**Exercise description:** Shorten the paragraph beginning "She was also instrumental" in the text on Helen Liu Fong below to two sentences, keeping its main facts.

**Reading passage:**
________________________
February 27, 2025-February 28, 2025

Helen Liu Fong: Bright Constructions

Helen Liu Fong’s work is built off paradoxes–humble yet ambitious, commercially rooted yet culturally resonant, trend-driven yet timeless. As a Chinese American Woman working in the post-World War II landscape of Los Angeles, she broke barriers in a field largely inaccessible to women and people of color. Upon earning a degree in City Planning at UC Berkeley, Helen joined the architecture firm Armet & Davis, now Armet Davis Newlove, where she left an indelible mark on countless expressions of commercial modernism. Fong fused bold forms, dramatic rooflines, expansive glazing, and natural materials to create vibrant, contemporary spaces accessible to America’s burgeoning middle class. Projects like the Holiday Bowl, funded by formerly interned Japanese American families, underscore Fong’s ambition to shape inclusive environments that resonate across racial and social boundaries.

She was also instrumental in defining the brand identities of several chain diners that emerged around the time, such as Denny’s and Norm’s. Both establishments embodied a model of culinary democratization echoed in Helen’s ethos, which saw architecture as a forward-thinking, community-oriented force. Her interiors gave working Americans an affordable way to experience contemporary architecture, balancing leisure and utility while fostering connection and vitality.
________________________
**Data segment:**
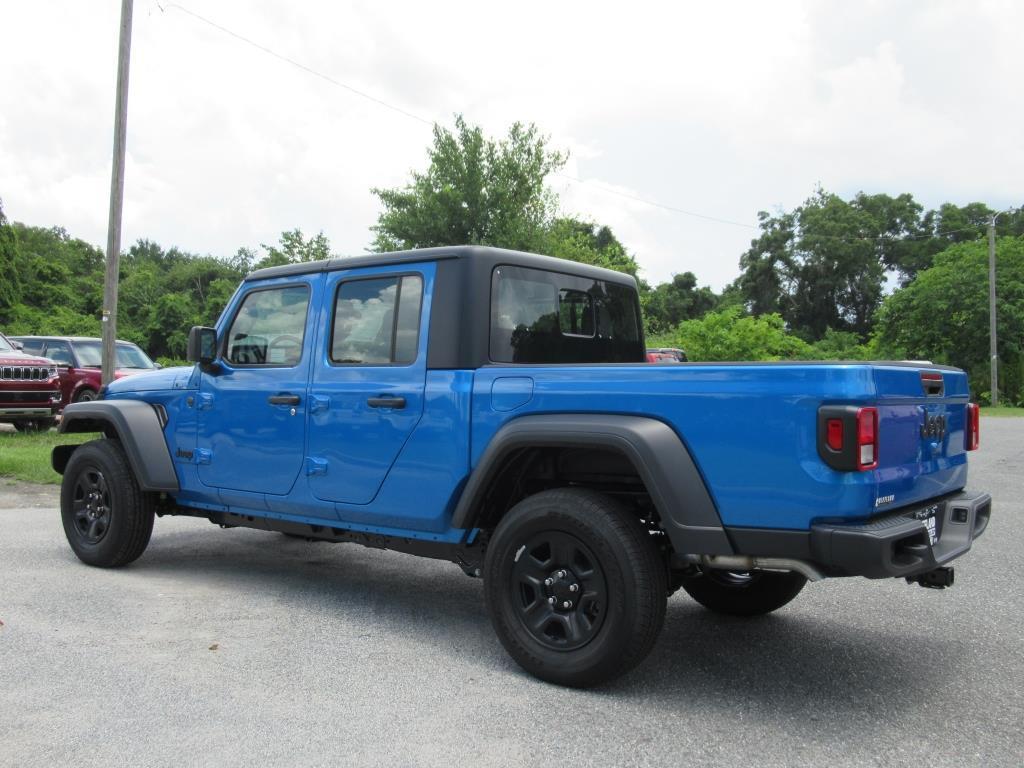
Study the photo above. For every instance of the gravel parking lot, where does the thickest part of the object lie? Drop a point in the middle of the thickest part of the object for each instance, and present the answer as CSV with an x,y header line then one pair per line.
x,y
239,647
________________________
**Task output:** Fong helped define the brand identities of chain diners of the time, such as Denny's and Norm's, whose culinary democratization echoed her view of architecture as a forward-thinking, community-oriented force. Her interiors gave working Americans an affordable way to experience contemporary architecture, balancing leisure and utility while fostering connection and vitality.